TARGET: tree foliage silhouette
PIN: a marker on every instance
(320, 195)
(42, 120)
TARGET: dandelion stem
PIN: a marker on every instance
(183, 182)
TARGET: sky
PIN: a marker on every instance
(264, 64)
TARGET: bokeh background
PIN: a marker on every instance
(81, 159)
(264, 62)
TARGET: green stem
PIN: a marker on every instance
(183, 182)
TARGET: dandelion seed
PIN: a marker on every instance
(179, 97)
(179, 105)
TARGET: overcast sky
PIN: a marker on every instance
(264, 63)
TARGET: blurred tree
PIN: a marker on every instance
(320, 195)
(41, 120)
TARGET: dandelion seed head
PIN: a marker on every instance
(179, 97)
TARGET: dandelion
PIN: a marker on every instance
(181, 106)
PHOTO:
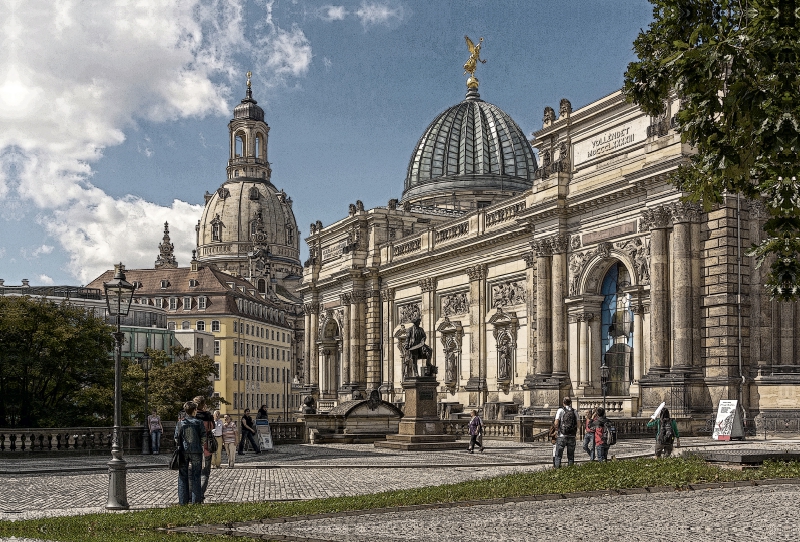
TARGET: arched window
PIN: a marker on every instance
(259, 146)
(616, 330)
(239, 145)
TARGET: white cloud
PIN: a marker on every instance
(91, 70)
(372, 13)
(334, 13)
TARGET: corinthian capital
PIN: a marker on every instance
(685, 212)
(656, 217)
(427, 284)
(560, 244)
(477, 271)
(542, 247)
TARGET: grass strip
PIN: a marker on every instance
(140, 525)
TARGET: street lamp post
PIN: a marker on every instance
(119, 294)
(604, 381)
(146, 364)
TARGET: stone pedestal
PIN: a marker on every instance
(420, 428)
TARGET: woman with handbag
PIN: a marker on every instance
(216, 456)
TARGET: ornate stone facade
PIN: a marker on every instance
(526, 296)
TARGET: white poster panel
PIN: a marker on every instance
(264, 434)
(729, 421)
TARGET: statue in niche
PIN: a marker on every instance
(418, 350)
(451, 361)
(504, 358)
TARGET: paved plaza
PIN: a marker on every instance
(69, 486)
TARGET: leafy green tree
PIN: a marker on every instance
(174, 383)
(734, 65)
(51, 354)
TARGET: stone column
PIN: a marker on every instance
(477, 346)
(530, 316)
(387, 295)
(638, 341)
(682, 303)
(345, 331)
(697, 289)
(595, 346)
(583, 348)
(559, 293)
(657, 220)
(354, 349)
(428, 312)
(313, 373)
(372, 332)
(544, 359)
(306, 344)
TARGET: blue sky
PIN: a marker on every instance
(113, 118)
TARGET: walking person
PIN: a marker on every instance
(588, 438)
(599, 424)
(475, 431)
(248, 432)
(229, 439)
(666, 434)
(156, 429)
(190, 433)
(208, 422)
(567, 424)
(216, 457)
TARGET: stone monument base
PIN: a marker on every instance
(421, 428)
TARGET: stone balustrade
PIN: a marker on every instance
(97, 440)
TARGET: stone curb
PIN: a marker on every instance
(230, 528)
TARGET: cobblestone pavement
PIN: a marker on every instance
(748, 513)
(71, 486)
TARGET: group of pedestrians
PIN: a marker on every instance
(598, 434)
(202, 436)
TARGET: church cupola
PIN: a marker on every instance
(248, 140)
(166, 256)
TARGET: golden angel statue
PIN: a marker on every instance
(474, 58)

◆ TASK DESCRIPTION ◆
Leave the pictures out and print the records above exactly as they stand.

◆ CORRECT ANSWER ◆
TARGET: tree foliage silhouette
PIN: a marker on every instance
(320, 195)
(42, 120)
TARGET: dandelion stem
PIN: a marker on every instance
(183, 182)
TARGET: sky
PIN: a marker on every instance
(264, 64)
TARGET: bokeh background
PIN: a marker on every instance
(81, 159)
(264, 62)
TARGET: green stem
PIN: a marker on every instance
(183, 182)
TARGET: dandelion seed
PIN: a marker on every instance
(179, 97)
(179, 105)
TARGET: overcast sky
PIN: a marker on every instance
(264, 63)
TARGET: blurred tree
PIN: a marker on every instance
(320, 195)
(41, 120)
TARGET: dandelion seed head
PIN: a marker on every instance
(179, 97)
TARGET: dandelion
PIN: a marker on every instance
(181, 106)
PHOTO:
TARGET: arched window
PIN: a marker on every instance
(259, 146)
(616, 330)
(239, 145)
TARGET: white cloud
PIN: a marker on every instance
(91, 70)
(372, 13)
(334, 13)
TARGET: corinthian capital
PIN: a marker on every instance
(685, 212)
(656, 217)
(427, 284)
(560, 244)
(477, 271)
(542, 247)
TARGET: grass strip
PIN: a marker on every instance
(140, 525)
TARGET: street lamp post
PIN: a marker on every instance
(119, 294)
(604, 381)
(146, 364)
TARGET: stone pedestal
PIN: a marker on every instance
(420, 428)
TARGET: woman with handbag
PIN: a marker on every instance
(216, 456)
TARGET: ornate stone facade
PIN: a marker on every instance
(526, 296)
TARGET: white poster panel
PIN: a marker on every instance
(264, 434)
(729, 421)
TARGET: statue in niche
PIN: a marker on every instance
(418, 350)
(451, 361)
(504, 358)
TARGET: paved plaza
PIN: a marker on every instance
(69, 486)
TARGET: leafy green tree
PIN: a marker on every instance
(174, 383)
(734, 65)
(51, 354)
TARGET: stone column
PIN: a marker on every instance
(477, 346)
(530, 316)
(387, 295)
(638, 341)
(682, 303)
(345, 331)
(697, 289)
(595, 346)
(583, 348)
(559, 293)
(657, 220)
(354, 349)
(428, 312)
(313, 373)
(372, 332)
(544, 359)
(306, 344)
TARGET: blue sky
PIN: a marker on every instance
(113, 118)
TARGET: walking person
PIN: a marker on every instance
(588, 438)
(599, 424)
(475, 431)
(248, 432)
(229, 439)
(666, 434)
(156, 429)
(190, 433)
(208, 422)
(567, 424)
(216, 457)
TARGET: stone monument base
PIN: a marker on every instance
(421, 428)
TARGET: stone balustrade
PIN: a marker on every instance
(97, 440)
TARGET: stone curb
PIN: a marker on every instance
(230, 528)
TARGET: cobblestone pavement
PIN: a marker on every instance
(748, 513)
(71, 486)
TARGET: group of pedestrians
PIN: a marker on every instance
(598, 434)
(202, 436)
TARGET: church cupola
PIN: a marker on every instance
(248, 140)
(166, 256)
TARGET: golden angel statue
PIN: a marker on every instance
(474, 58)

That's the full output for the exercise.